_Input rows:_

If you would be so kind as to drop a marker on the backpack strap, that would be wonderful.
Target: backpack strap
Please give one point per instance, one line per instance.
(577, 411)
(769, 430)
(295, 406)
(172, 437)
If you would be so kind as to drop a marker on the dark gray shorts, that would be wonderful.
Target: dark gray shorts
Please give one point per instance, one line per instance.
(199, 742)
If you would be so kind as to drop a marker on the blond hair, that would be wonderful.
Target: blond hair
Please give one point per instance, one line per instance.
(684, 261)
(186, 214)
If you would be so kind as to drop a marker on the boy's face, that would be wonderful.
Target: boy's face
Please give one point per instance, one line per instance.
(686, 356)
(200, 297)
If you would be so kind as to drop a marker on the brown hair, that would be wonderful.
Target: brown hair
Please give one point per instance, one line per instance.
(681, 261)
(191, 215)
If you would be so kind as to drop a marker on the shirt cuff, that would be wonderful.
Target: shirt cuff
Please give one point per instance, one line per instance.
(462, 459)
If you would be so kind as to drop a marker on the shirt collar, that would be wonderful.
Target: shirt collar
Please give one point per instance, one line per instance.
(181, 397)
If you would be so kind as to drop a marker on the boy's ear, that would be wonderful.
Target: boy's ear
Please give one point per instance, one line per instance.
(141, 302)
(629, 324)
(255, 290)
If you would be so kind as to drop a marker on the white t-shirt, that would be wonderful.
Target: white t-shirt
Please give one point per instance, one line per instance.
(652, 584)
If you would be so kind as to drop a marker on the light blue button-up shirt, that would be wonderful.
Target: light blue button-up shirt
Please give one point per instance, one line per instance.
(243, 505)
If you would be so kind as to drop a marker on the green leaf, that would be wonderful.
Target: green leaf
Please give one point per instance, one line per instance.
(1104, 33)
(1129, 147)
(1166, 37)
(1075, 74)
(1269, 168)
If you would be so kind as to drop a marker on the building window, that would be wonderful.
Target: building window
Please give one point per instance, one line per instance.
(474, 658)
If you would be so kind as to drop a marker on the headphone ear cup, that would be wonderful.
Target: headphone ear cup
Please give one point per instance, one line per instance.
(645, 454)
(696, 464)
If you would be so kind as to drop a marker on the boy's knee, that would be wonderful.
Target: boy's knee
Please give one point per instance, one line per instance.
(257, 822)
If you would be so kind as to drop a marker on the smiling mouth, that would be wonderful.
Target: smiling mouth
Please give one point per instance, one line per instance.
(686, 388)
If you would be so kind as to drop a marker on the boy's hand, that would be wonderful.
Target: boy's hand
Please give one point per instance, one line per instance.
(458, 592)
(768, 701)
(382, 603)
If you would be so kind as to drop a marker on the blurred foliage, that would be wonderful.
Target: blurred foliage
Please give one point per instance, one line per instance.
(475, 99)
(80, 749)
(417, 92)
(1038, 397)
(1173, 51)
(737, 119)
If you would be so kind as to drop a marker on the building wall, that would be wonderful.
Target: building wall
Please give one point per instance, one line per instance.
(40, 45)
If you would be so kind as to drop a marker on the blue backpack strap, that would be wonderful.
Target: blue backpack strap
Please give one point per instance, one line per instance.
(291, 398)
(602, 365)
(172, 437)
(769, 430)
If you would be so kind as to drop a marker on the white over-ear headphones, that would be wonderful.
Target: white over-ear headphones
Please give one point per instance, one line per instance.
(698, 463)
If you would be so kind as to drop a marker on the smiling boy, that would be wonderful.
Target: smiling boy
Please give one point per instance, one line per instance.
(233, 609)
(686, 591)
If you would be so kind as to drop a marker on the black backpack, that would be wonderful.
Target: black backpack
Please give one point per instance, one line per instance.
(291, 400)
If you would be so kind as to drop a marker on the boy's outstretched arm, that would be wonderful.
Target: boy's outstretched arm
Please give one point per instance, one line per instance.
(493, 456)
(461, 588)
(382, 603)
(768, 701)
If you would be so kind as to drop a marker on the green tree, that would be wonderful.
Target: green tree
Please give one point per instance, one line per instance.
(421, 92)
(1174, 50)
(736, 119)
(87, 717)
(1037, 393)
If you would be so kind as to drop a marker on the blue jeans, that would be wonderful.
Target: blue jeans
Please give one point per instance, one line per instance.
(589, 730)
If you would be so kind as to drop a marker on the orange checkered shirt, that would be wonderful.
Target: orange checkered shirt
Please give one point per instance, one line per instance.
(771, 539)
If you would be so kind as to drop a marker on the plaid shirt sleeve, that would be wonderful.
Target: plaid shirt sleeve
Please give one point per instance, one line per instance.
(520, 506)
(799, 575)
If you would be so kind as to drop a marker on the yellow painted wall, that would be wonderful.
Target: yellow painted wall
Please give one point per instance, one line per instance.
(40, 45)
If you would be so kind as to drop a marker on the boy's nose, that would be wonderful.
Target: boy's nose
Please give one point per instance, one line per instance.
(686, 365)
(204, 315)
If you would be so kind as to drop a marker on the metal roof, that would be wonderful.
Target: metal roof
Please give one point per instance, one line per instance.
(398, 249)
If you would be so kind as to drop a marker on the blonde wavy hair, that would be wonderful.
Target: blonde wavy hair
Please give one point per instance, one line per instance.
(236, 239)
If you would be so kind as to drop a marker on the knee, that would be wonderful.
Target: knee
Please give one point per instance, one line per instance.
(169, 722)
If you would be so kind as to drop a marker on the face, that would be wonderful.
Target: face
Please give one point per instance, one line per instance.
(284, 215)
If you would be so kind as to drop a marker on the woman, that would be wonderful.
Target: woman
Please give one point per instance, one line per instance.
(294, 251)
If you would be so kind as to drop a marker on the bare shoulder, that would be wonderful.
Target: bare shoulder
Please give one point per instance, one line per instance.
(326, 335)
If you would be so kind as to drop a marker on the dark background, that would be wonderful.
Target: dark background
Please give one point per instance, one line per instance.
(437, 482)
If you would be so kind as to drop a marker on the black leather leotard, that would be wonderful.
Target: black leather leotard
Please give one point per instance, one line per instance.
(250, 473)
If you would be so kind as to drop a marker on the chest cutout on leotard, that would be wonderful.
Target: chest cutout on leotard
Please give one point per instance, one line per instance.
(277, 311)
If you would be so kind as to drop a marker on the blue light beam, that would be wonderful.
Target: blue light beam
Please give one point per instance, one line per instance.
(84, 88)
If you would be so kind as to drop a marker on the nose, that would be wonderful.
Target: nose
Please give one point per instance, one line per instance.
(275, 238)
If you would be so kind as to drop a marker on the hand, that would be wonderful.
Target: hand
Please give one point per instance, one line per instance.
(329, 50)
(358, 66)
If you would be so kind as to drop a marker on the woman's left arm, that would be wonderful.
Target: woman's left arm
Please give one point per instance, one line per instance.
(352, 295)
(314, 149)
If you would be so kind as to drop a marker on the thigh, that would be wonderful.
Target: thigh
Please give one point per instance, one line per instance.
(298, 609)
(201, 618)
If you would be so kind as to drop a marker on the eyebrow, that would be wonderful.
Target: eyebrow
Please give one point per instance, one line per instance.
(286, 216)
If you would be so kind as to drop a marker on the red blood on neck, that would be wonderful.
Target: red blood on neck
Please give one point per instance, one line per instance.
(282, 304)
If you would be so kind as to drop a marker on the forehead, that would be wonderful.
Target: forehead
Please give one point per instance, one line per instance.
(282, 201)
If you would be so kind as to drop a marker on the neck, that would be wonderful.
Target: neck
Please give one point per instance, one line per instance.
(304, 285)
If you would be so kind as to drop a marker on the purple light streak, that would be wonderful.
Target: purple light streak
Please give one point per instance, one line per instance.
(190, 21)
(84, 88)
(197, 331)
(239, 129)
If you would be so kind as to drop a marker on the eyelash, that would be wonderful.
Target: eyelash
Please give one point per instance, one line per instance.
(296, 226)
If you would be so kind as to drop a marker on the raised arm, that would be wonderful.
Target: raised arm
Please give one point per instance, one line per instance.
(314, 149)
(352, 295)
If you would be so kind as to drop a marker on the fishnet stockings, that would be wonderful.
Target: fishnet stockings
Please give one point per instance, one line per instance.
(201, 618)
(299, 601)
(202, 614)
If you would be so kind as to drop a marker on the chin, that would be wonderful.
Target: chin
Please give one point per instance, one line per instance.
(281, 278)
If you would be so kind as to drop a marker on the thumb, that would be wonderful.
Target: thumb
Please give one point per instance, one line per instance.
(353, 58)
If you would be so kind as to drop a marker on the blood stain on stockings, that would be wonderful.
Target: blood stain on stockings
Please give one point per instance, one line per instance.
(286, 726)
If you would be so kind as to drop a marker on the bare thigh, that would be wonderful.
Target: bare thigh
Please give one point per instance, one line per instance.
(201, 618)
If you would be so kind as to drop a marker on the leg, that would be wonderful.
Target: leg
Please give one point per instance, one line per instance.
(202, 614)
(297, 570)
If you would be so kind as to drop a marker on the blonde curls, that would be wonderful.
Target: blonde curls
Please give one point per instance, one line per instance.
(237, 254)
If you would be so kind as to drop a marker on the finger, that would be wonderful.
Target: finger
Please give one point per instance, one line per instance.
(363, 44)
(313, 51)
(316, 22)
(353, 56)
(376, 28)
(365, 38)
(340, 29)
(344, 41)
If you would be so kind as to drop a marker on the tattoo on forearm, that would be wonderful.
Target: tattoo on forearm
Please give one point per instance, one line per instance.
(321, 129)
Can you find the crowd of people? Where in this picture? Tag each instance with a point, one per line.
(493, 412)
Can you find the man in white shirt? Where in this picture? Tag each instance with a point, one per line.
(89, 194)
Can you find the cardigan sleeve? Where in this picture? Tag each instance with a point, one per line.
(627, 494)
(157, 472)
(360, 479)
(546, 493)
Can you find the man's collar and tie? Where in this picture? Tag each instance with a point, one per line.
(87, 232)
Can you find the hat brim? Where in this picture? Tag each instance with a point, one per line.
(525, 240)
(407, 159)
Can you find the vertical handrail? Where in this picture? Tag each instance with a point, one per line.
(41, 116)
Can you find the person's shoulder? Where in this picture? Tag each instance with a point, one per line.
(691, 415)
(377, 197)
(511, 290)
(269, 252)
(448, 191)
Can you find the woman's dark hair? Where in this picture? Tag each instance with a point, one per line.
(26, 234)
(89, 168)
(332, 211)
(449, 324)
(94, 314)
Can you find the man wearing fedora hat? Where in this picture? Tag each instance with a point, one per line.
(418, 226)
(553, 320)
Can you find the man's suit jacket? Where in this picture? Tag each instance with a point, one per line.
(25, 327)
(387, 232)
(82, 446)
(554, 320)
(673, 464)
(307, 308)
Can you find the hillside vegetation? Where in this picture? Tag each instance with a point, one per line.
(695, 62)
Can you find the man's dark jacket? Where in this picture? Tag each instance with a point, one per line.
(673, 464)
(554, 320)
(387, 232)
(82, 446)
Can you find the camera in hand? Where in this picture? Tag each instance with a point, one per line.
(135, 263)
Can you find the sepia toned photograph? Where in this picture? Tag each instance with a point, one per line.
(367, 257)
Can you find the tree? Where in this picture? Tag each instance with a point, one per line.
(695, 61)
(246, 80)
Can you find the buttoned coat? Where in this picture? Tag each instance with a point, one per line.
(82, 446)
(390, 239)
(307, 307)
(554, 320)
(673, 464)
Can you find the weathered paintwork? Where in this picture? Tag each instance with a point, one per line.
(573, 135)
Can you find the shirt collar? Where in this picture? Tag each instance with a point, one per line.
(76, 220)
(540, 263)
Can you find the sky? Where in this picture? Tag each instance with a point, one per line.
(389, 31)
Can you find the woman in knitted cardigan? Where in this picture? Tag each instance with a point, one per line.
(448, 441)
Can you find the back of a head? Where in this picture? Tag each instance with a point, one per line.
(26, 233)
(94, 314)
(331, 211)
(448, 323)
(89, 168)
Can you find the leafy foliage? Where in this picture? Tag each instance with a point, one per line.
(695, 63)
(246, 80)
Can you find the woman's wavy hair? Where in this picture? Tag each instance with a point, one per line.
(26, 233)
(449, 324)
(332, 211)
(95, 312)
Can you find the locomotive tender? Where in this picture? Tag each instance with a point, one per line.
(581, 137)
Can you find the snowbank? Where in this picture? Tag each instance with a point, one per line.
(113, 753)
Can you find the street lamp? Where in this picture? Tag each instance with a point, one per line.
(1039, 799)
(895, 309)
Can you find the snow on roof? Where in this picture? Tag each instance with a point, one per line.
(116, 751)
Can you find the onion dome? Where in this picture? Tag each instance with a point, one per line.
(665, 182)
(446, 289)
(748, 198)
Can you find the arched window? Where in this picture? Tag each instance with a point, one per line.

_Task requirements:_ Write out exactly the lines starting with the one that holds "Can you find the buttoned" and running through the last line above.

_The solution:_
Can you find the buttoned coat? Where in this picture? Tag each instance with a point, one per line.
(82, 446)
(390, 239)
(307, 307)
(554, 320)
(673, 464)
Can you find the weathered paintwork? Where in this picture? Tag each instance with a point, one per line.
(573, 135)
Can you find the shirt collar? Where in this picture? Tag each instance with a point, one per line.
(76, 220)
(540, 263)
Can you find the sky? Where in this picture? Tag each instance with a point, one per line.
(389, 31)
Can you find the woman in knitted cardigan? Where in this picture? Tag each instance with a point, one per line.
(448, 441)
Can you find the back of a head? Where in this picture? Tag each instance with a point, one per line.
(26, 233)
(94, 314)
(331, 211)
(448, 323)
(89, 168)
Can you find the leafy foliage? Where in this picture? Tag each instance with a point, one per line.
(695, 63)
(246, 80)
Can you find the woman's wavy hair? Where in this picture? Tag each instance with a point, one per line.
(26, 233)
(449, 324)
(332, 211)
(95, 312)
Can you find the locomotive tender? Where in this picture? Tag each instance with a point, one per line.
(581, 137)
Can you find the snowbank? Where in this picture? Tag each instance with a point, one per line.
(113, 753)
Can you find the street lamp? Where in this picture? Tag each instance with a point, one per line.
(1039, 799)
(895, 309)
Can you find the snow on roof? Where in this picture? Tag each instance with a point, one per line.
(116, 751)
Can you find the onion dome? Where in this picture? Tag each instance with a point, one per line.
(665, 182)
(446, 289)
(748, 198)
Can you find the arched window? Where in this picture? Tag each instance with a point, one per line.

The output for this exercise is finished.